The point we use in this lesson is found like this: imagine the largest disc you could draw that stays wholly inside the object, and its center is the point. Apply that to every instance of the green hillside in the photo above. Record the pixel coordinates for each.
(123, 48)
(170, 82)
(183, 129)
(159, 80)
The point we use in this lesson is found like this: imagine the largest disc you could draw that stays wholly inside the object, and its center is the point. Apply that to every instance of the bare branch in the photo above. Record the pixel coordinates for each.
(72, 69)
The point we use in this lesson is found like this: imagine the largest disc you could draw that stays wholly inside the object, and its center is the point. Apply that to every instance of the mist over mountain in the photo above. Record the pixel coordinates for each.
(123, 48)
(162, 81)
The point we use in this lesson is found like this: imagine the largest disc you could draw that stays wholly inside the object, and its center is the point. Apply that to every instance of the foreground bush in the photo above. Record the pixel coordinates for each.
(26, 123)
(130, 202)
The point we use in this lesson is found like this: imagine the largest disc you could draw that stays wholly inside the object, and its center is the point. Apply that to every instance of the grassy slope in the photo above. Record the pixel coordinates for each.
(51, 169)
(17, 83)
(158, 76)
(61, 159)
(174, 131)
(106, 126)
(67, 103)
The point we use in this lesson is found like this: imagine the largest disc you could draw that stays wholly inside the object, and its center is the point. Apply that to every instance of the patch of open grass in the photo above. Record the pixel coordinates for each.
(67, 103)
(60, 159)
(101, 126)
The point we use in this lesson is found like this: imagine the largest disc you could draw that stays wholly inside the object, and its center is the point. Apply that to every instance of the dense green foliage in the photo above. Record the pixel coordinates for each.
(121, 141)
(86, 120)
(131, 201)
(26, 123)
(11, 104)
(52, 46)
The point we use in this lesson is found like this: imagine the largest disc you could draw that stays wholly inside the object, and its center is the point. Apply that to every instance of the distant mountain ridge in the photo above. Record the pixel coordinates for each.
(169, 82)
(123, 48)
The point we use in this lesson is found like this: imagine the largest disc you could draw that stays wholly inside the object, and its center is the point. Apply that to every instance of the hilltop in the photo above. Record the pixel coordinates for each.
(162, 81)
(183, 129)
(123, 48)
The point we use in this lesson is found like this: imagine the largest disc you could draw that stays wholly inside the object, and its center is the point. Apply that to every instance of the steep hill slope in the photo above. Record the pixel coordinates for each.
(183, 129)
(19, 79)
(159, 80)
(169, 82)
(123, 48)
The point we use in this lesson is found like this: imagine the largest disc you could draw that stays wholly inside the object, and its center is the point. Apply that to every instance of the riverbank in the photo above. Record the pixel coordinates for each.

===

◆ **What you are asked to do**: Please print the listing exactly, keeping each line as it is.

◆ **Finished exercise**:
The point we use in this lesson is found like this: imagine the largest disc you could draw that stays wholly inside the object, and its center is the point. Apply that to every instance of the green hillside in the photo above. Record the pixel coordinates for each.
(123, 48)
(170, 82)
(183, 129)
(159, 80)
The point we use in this lesson is found like this: imagine the largest disc you could draw that stays wholly inside the object, and its center is the point. Apply that to every instance of the bare branch in the photo above. Record the pixel coordinates for each.
(72, 69)
The point we use in this lesson is found like this: imagine the largest disc you could draw that stays wholly inside the object, and its center is the point. Apply that to every instance of the mist over mountain in the photo above. Record the pixel coordinates for each.
(123, 48)
(162, 81)
The point we use in this lesson is found like this: imagine the largest disc you could draw that stays wholly inside the object, and its center is the point. Apply that to every instance of the foreground bush in the photo above. Record the pixel coordinates for each.
(26, 123)
(130, 202)
The point we use in this lesson is found like this: imagine the largest disc you could draw that stays wholly inside the object, and its center is the point. Apply that to every instance of the grassy slope in the photo above. Record the pixel coordinates for each.
(51, 169)
(17, 83)
(158, 76)
(61, 159)
(174, 131)
(106, 126)
(67, 103)
The point we use in this lesson is found like this: imagine the largest disc you could draw that stays wholly inside the object, and its center is the point. Apply that to every instance of the patch of open grass in the photo above. Record the pixel coordinates for each.
(67, 103)
(60, 159)
(101, 126)
The point we use in this lesson is found like this: imagine the largest disc you could draw that stays wholly inside the object, and its center is the point. Apply that to every instance of the dense green foliage in the photo above. Record the pixel coordinates for each.
(121, 141)
(86, 120)
(131, 201)
(26, 123)
(11, 104)
(52, 46)
The point we use in this lesson is found like this: imagine the largest disc you could draw that stays wholly inside the object, and its center is the point. Apply that to every instance of the distant mountain ridge in the photo above. Record the pixel coordinates for each.
(169, 82)
(123, 48)
The point we use in this lesson is found like this: imagine the largest disc you could draw that stays wholly inside the object, and its center is the point. Apply that to every instance of the hilltop in the photo above. Record the pixel coordinates for each.
(162, 81)
(183, 129)
(123, 48)
The point we use in this lesson is found like this: imagine the largest disc you could draw that stays wholly inside the object, and its center is the point. Apply that to every instance of the steep hill slope in the photo above. Record the pixel coordinates for each.
(183, 129)
(19, 79)
(159, 80)
(169, 82)
(123, 48)
The point we use in this lesson is found like this: imagine the largest disc you could draw that stays wholly inside the object, and its center is the point. Apply that to every instance of the riverbank in the photo above. Record the pixel coordinates for each.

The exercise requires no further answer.